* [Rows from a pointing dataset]
● ● ● ● ●
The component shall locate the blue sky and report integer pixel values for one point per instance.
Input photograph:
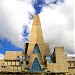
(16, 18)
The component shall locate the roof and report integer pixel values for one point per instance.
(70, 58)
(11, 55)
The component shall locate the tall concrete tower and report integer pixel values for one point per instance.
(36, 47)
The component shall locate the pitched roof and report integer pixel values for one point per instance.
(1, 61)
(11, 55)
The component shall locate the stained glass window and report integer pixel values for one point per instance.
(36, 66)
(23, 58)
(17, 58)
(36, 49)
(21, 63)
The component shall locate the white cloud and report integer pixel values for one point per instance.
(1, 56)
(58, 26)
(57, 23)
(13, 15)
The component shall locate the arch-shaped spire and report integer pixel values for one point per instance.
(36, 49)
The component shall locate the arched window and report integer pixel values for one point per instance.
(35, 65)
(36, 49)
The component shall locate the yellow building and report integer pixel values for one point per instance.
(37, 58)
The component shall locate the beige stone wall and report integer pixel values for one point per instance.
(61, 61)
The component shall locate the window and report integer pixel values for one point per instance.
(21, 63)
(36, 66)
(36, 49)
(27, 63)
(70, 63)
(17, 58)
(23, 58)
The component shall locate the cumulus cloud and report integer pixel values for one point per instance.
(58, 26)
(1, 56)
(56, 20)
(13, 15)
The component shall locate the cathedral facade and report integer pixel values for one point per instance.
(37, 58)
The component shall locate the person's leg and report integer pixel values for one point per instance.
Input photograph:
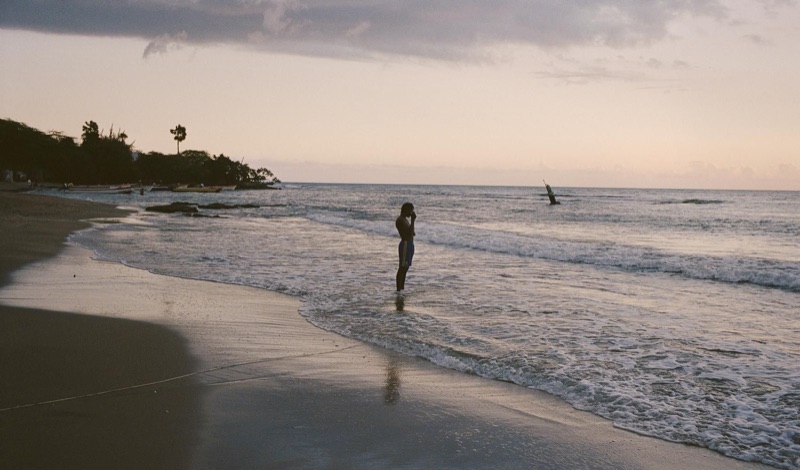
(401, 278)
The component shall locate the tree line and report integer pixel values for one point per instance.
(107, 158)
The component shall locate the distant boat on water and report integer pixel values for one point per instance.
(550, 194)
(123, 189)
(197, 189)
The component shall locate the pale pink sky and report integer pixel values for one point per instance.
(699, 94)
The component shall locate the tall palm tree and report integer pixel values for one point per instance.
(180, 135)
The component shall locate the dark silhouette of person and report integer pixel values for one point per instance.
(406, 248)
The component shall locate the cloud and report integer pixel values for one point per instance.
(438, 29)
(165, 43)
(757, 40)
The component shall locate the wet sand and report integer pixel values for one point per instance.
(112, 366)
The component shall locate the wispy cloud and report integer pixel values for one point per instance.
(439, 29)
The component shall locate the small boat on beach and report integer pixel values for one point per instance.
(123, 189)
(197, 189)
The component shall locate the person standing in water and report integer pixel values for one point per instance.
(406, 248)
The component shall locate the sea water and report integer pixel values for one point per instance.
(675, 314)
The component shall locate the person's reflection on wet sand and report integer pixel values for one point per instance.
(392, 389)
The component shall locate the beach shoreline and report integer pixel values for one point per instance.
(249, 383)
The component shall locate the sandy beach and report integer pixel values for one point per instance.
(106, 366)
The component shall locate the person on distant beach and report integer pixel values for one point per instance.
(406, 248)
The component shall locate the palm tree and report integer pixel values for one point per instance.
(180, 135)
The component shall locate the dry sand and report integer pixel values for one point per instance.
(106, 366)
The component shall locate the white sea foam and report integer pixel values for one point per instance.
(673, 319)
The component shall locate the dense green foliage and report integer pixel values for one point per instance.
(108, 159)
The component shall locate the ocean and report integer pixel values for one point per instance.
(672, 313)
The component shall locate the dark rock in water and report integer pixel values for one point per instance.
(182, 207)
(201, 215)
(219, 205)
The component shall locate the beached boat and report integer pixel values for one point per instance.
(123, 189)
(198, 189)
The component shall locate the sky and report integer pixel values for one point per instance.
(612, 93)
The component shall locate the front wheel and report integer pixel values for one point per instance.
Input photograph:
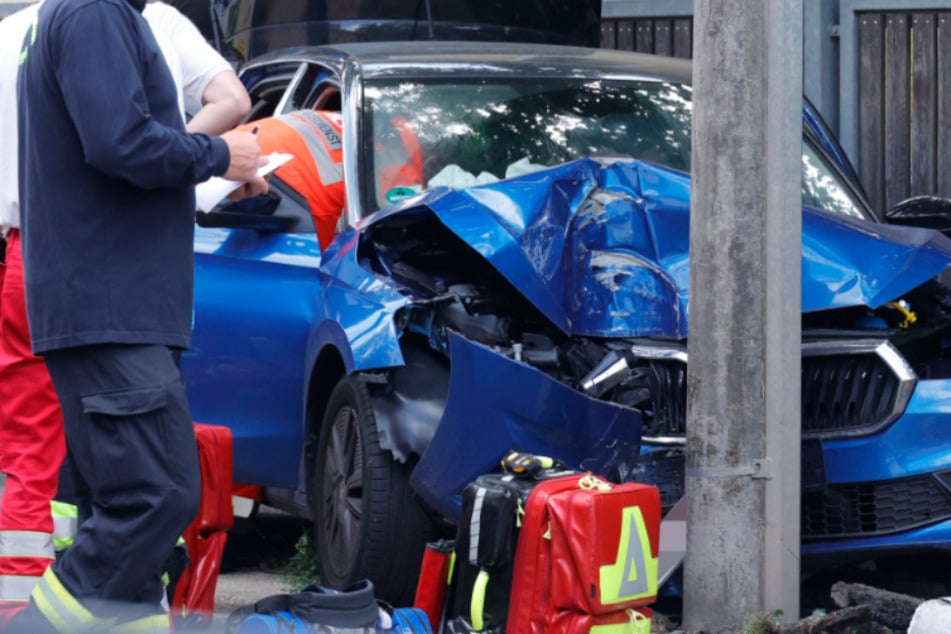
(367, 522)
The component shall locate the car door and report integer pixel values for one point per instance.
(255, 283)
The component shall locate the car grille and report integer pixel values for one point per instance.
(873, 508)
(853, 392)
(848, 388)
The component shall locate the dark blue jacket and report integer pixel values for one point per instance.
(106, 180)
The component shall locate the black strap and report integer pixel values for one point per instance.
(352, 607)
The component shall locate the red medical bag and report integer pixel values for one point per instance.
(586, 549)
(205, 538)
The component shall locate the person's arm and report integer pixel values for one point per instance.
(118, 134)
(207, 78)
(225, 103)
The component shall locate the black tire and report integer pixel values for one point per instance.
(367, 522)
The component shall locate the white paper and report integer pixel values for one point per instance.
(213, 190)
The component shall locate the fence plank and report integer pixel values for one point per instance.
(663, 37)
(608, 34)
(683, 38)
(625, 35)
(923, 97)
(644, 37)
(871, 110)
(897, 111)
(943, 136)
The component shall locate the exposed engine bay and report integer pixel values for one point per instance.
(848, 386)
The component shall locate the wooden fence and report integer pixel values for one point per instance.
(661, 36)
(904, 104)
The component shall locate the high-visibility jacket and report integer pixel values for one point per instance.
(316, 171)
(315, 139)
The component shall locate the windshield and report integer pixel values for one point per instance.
● ● ● ● ●
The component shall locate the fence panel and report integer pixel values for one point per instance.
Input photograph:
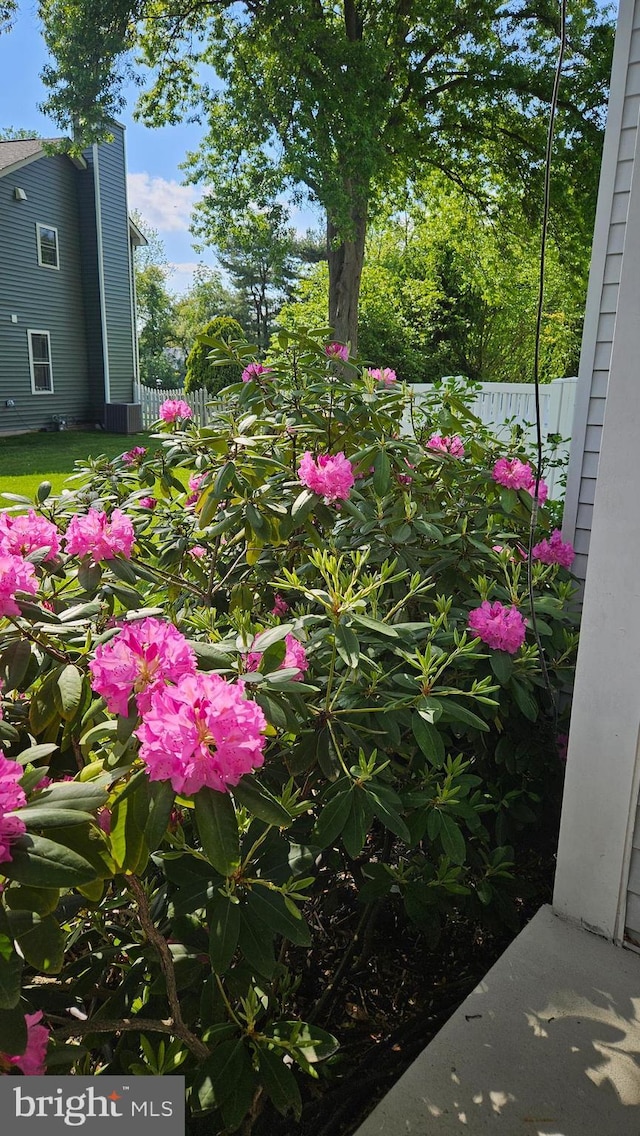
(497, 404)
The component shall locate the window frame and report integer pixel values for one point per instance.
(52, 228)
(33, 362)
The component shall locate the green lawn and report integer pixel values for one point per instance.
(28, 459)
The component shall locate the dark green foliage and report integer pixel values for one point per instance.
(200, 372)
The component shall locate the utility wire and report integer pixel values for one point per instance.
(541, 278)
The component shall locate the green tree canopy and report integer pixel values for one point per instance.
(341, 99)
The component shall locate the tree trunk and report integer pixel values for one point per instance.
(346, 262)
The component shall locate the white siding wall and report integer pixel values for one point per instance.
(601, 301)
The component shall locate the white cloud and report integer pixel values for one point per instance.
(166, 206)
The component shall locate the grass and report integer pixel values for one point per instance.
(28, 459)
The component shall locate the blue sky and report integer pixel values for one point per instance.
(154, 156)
● ● ● ● ●
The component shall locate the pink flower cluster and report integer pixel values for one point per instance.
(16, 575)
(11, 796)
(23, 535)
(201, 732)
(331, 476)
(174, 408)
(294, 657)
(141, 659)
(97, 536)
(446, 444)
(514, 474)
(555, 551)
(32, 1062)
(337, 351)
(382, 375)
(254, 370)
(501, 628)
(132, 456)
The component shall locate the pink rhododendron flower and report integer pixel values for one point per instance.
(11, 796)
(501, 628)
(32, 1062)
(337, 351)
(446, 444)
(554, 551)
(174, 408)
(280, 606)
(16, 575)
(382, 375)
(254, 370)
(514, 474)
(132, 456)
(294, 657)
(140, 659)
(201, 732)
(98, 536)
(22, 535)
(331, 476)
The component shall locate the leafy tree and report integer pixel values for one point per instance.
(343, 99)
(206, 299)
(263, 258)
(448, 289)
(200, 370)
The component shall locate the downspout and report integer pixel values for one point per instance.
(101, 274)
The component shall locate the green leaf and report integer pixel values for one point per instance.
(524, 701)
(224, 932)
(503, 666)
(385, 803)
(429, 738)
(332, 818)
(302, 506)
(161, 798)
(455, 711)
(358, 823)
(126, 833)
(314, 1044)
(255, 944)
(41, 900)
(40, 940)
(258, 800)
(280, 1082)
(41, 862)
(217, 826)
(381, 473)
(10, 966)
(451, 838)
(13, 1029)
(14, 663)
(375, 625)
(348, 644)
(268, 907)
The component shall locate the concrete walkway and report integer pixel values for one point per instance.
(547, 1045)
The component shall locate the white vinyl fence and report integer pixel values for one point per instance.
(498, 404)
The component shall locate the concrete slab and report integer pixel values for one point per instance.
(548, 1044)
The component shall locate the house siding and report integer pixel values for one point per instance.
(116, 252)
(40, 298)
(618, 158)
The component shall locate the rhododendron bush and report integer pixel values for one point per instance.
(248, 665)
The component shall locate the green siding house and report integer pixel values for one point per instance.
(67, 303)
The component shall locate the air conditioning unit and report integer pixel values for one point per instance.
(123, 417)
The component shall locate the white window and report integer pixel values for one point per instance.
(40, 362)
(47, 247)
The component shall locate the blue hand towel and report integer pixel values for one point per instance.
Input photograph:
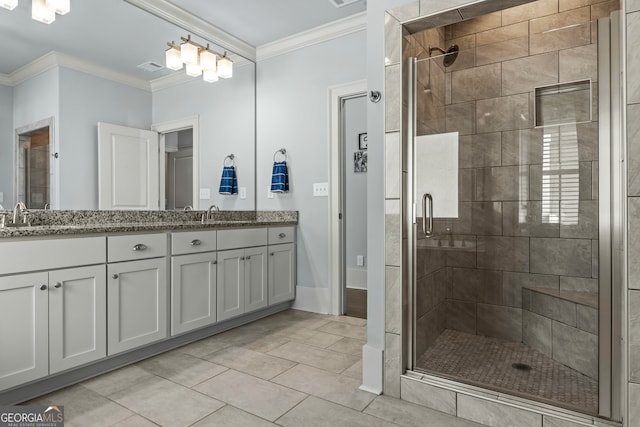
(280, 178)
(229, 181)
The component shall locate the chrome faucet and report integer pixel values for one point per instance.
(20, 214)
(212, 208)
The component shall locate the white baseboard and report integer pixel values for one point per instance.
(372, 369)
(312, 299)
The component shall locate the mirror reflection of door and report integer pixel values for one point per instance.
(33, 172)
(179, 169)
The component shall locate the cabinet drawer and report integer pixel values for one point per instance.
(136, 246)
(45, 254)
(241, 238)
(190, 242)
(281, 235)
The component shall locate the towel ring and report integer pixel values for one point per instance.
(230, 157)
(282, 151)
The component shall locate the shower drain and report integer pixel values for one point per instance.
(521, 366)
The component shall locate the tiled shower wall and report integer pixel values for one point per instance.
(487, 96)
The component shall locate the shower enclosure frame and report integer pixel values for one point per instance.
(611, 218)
● ● ● ● ●
* [Instructions to follow]
Report how many lines in the rows above contain the string "cloud", with case counting. Give only the number.

* [Written response]
5